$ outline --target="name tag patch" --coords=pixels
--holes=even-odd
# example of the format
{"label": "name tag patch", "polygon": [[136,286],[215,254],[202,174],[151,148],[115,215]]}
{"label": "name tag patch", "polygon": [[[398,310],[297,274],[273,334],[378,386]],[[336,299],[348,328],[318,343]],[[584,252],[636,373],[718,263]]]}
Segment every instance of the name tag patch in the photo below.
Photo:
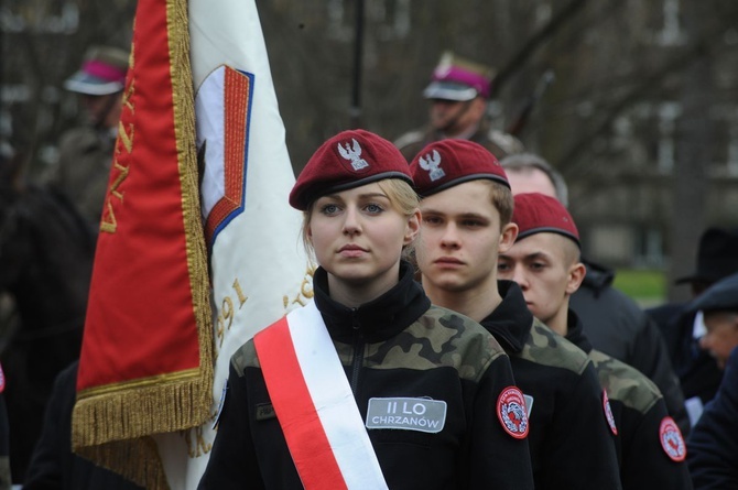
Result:
{"label": "name tag patch", "polygon": [[439,433],[446,423],[446,402],[430,399],[369,399],[367,428]]}

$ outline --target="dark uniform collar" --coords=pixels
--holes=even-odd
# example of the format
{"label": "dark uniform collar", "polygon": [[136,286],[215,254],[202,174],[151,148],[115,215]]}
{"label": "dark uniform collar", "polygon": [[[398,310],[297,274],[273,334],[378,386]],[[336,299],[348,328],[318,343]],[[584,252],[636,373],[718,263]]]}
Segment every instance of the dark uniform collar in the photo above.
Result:
{"label": "dark uniform collar", "polygon": [[569,308],[566,318],[566,340],[587,353],[592,351],[592,344],[589,344],[589,339],[584,334],[584,324],[572,308]]}
{"label": "dark uniform collar", "polygon": [[343,342],[355,339],[357,331],[368,342],[387,340],[404,330],[430,307],[421,286],[413,280],[413,268],[400,262],[400,282],[378,298],[356,308],[335,302],[328,294],[328,273],[317,268],[313,276],[315,305],[330,337]]}
{"label": "dark uniform collar", "polygon": [[500,303],[481,325],[495,336],[507,352],[520,352],[533,326],[533,314],[528,309],[523,292],[513,281],[498,281]]}

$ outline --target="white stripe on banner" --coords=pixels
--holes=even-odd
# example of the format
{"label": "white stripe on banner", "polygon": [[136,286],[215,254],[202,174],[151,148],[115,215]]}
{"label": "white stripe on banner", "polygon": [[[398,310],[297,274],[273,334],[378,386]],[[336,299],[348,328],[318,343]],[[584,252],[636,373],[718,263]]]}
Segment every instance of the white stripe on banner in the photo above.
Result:
{"label": "white stripe on banner", "polygon": [[351,386],[323,317],[311,301],[287,315],[305,384],[349,489],[387,489]]}

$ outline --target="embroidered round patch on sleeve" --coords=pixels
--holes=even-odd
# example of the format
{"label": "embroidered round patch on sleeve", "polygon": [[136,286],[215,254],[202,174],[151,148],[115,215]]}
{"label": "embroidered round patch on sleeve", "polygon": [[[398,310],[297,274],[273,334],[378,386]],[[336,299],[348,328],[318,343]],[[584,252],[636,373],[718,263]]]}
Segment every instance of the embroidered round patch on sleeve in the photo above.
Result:
{"label": "embroidered round patch on sleeve", "polygon": [[528,413],[525,399],[517,386],[508,386],[497,399],[497,416],[504,432],[515,439],[528,437]]}
{"label": "embroidered round patch on sleeve", "polygon": [[605,418],[607,418],[607,425],[610,426],[610,431],[616,436],[618,435],[618,426],[615,425],[615,415],[612,415],[612,407],[610,406],[610,399],[607,398],[607,391],[603,390],[603,410],[605,411]]}
{"label": "embroidered round patch on sleeve", "polygon": [[666,456],[676,462],[684,461],[684,458],[686,458],[686,445],[684,444],[684,437],[682,437],[682,431],[680,431],[672,417],[665,416],[661,421],[659,439]]}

···

REQUIRED TASK:
Which lines above contain the word "instance"? Copy each of them.

ANSWER TO THIS PROBLEM:
Segment every instance of the name tag patch in the photo below.
Segment every instance of the dark uniform collar in the photo above.
Segment every instance of the white stripe on banner in the photo above.
Segment every instance of the embroidered round patch on sleeve in the photo above.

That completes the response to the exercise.